→ **Direction 1**: State how many lines in the rows contain the string "wall" with case matching exactly, and give only that number.

→ **Quoted text**:
━━━━━━

# Exact Solutions to the Fermion Propagator Schwinger-Dyson Equation in   Minkowski space with on-shell Renormalization for Quenched QED

**Authors:** Shaoyang Jia, M.R. Pennington

arXiv: 1705.04523 · 2017-09-06

## TL;DR

This paper derives explicit analytic solutions for the fermion propagator in Minkowski space within quenched QED, using spectral representation and on-shell renormalization, providing insights into the propagator's analytic structure.

## Contribution

It introduces a spectral representation approach to solve the fermion propagator Schwinger-Dyson equation analytically in Minkowski space with on-shell renormalization in quenched QED.

━━━━━━

→ **Records for the task**:
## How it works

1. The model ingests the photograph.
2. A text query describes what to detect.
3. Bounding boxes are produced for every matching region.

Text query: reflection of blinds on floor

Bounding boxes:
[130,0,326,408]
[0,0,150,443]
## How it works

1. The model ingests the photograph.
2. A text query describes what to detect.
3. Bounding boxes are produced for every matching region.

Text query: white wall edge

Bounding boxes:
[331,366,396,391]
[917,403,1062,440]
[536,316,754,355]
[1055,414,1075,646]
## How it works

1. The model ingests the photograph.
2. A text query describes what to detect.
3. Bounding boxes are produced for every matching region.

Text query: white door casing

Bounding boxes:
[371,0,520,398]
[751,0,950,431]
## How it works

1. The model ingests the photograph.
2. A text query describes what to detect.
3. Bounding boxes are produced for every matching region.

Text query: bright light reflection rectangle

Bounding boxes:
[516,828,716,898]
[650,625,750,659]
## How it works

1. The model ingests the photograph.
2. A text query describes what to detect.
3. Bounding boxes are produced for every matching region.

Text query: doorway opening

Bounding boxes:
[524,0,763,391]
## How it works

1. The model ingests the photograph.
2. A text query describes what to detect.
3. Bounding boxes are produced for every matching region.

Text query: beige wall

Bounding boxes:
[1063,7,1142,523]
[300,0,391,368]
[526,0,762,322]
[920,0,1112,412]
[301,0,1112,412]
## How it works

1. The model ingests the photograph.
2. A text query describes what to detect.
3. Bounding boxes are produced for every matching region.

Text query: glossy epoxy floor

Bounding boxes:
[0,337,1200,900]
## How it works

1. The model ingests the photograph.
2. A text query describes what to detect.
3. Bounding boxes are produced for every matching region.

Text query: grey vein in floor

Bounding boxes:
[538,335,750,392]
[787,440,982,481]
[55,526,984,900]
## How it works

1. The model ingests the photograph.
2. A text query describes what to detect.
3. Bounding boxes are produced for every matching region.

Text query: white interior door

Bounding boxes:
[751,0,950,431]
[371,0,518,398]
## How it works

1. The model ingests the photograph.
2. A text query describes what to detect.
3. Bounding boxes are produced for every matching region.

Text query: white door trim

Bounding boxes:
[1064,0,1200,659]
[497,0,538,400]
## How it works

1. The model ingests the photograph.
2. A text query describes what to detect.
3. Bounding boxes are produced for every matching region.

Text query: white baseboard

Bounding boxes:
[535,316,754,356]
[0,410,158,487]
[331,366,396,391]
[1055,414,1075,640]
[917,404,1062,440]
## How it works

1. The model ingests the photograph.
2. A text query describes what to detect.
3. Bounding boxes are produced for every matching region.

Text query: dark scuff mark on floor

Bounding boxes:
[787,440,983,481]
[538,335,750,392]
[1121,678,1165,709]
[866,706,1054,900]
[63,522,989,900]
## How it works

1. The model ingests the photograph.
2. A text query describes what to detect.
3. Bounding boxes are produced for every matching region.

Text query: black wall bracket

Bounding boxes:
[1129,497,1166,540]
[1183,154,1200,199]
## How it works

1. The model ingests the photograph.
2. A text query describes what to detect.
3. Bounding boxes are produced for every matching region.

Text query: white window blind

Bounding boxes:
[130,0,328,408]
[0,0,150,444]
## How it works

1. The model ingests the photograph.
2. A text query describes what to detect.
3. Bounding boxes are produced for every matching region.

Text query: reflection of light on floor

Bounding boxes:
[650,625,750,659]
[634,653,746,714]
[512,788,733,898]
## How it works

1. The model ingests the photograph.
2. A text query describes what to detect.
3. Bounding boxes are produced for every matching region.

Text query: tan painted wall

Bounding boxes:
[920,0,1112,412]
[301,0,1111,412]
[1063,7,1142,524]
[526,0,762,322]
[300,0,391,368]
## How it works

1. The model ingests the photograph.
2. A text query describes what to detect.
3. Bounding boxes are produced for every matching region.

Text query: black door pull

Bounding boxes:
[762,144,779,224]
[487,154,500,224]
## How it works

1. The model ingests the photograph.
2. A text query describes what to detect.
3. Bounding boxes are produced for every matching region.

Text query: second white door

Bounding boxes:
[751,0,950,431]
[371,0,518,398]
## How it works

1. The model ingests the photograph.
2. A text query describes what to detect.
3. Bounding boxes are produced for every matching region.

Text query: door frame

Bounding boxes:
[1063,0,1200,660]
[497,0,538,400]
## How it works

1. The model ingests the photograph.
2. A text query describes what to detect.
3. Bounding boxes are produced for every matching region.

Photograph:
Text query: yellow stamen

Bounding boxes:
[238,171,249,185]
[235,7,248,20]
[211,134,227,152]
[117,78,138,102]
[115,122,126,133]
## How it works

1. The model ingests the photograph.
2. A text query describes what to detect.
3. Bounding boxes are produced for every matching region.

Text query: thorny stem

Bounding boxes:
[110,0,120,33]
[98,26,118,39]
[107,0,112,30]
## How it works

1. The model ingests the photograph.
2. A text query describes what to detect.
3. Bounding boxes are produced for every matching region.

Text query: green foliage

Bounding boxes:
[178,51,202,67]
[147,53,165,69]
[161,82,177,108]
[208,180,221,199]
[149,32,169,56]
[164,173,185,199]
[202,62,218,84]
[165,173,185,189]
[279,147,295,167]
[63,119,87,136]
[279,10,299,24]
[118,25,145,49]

━━━━━━

→ **Direction 2**: Write the next part of the summary of the quenched QED fermion propagator paper, starting right after its final sentence.

→ **Final answer 1**: 4

→ **Final answer 2**:
## Key findings

- Explicit fermion propagator spectral functions obtained
- Solutions exhibit correct analytic structure
- Padé approximation applied to spectral functions

## Abstract

With the introduction of a spectral representation, the Schwinger-Dyson equation (SDE) for the fermion propagator is formulated in Minkowski space in QED. After imposing the on-shell renormalization conditions, analytic solutions for the fermion propagator spectral functions are obtained in four dimensions with a renormalizable version of the Gauge Technique anzatz for the fermion-photon vertex in the quenched approximation in the Landau gauge. Despite the limitations of this model, having an explicit solution provides a guiding example of the fermion propagator with the correct analytic structure. The Pad\'{e} approximation for the spectral functions is also investigated.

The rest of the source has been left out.